• Passage donné
Intelligence artificielle
« Banderas » explique que de 30 à 40% des drones sont perdus, parfois sous le feu ennemi mais le plus souvent « à cause des contre-mesures électroniques » russes, qui coupent le signal entre la commande du pilote et le drone, faisant tomber ce dernier.
L’Ukraine a aussi lancé son programme « Armée de guerre électronique » pour mieux se défendre face aux appareils russes, comme le Lancet, redoutable chasseur de pièces d’artillerie.
Et une nouvelle étape vient d’être franchie, celle de l’intelligence artificielle (IA), après l’approbation récente par le ministère de la Défense d’un système de la société ukrainienne Saker Scout, « basé sur des algorithmes d’IA ».
« Le système, utilisant une optique avancée, reconnaît et enregistre de manière indépendante les coordonnées des équipements ennemis (même camouflés), transmettant immédiatement les informations au poste de commandement pour prendre la décision appropriée », affirmait le ministère en septembre.
« Cela élimine les risques +d’erreur humaine+, puisque l’oeil de l’opérateur n’est pas toujours capable de capter toutes les nuances », assurait-il.
Pour le ministre Mykhaïlo Fedorov, « cette guerre sera gagnée grâce aux drones, et l’Ukraine fait tout ce qui est possible et impossible pour y parvenir ».

• Enregistrements fournis
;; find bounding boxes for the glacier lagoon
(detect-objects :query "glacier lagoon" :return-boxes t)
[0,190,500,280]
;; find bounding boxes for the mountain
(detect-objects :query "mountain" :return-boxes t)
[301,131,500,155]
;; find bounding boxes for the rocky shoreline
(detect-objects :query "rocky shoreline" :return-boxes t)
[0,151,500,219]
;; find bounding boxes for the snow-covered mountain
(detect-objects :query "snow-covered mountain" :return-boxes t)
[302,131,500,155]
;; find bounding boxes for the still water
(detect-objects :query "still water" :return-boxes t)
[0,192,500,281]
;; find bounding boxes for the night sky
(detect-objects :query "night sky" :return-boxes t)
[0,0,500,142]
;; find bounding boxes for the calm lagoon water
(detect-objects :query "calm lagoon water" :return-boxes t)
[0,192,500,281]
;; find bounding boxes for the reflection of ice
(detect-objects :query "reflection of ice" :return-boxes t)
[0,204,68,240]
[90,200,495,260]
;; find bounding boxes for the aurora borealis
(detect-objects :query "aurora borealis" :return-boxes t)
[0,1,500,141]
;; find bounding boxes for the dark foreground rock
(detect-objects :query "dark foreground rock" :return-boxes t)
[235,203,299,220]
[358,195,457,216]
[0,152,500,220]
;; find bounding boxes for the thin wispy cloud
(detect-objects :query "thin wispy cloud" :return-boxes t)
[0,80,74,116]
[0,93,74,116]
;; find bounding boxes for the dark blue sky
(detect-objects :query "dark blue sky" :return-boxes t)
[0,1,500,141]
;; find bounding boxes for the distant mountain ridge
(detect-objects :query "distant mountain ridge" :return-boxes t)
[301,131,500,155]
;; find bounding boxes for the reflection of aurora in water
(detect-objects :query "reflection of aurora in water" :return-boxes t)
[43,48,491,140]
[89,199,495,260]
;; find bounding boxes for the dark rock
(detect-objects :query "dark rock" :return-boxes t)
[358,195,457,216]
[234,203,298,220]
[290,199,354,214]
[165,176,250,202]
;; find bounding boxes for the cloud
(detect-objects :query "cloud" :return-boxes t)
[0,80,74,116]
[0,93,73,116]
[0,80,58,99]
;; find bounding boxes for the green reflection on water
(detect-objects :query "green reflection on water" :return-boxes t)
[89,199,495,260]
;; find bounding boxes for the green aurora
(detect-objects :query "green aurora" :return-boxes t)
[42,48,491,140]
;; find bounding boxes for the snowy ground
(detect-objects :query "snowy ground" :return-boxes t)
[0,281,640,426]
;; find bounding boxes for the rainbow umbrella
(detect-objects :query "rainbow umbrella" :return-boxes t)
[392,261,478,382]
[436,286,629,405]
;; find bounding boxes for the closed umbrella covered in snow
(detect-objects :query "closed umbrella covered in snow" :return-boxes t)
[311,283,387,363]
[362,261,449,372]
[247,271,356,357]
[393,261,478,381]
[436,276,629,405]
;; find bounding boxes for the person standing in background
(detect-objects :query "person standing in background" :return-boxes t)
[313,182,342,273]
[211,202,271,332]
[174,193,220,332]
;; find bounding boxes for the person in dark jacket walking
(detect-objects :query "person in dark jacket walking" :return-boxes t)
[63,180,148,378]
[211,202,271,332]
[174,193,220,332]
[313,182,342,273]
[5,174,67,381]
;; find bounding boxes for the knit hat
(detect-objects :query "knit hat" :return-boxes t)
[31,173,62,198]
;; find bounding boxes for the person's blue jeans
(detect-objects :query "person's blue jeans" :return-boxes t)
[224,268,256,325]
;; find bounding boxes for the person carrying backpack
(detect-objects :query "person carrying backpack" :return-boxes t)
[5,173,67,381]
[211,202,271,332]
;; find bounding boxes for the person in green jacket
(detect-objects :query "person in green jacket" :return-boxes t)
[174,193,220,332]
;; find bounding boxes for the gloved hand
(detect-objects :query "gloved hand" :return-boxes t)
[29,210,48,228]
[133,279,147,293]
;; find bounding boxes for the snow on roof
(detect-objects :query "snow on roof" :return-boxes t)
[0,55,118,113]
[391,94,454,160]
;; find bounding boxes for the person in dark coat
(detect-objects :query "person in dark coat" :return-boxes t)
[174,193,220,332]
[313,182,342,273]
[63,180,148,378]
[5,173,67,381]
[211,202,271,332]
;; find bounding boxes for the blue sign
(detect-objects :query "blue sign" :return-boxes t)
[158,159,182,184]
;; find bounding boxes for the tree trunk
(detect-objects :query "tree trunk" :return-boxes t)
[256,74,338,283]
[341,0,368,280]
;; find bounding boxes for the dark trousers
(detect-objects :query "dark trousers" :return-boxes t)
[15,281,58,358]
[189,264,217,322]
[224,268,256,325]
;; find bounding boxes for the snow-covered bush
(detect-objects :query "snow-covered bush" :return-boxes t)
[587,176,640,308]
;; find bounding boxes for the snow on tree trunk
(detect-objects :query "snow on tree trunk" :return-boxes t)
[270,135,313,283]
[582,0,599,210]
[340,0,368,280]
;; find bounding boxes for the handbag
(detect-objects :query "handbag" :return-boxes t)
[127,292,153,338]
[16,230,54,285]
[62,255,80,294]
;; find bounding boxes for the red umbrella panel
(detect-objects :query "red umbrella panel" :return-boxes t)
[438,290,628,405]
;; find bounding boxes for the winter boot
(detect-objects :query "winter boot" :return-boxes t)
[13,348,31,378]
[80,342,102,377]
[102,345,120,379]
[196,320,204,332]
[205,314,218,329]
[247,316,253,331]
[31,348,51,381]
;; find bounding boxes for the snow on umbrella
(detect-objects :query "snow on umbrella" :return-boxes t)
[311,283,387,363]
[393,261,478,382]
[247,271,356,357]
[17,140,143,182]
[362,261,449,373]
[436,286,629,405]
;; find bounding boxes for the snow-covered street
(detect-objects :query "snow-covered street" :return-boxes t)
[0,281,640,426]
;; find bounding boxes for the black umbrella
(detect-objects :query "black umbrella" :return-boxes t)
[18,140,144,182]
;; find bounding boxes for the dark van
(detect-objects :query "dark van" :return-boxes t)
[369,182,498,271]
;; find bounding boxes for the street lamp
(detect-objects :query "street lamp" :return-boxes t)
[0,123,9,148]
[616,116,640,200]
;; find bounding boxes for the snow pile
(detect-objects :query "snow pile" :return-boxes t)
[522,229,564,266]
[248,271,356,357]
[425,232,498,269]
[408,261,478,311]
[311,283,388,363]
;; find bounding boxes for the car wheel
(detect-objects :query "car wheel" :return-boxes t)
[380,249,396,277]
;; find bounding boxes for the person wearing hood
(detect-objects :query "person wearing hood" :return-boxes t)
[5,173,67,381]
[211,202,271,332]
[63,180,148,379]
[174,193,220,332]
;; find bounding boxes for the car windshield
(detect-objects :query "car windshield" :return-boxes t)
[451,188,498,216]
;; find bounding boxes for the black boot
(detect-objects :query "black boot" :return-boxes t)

• Tâche demandée
Répondez aux questions suivantes d'après le passage sur les drones en Ukraine.
(a) Selon « Banderas », quelle part des drones est perdue ?
(b) Quel appareil russe est décrit comme un redoutable chasseur de pièces d'artillerie ?
(c) De quelle société ukrainienne provient le système récemment approuvé par le ministère de la Défense ?

• Résultat de l'exercice
(a) De 30 à 40 % des drones.
(b) Le Lancet.
(c) Saker Scout.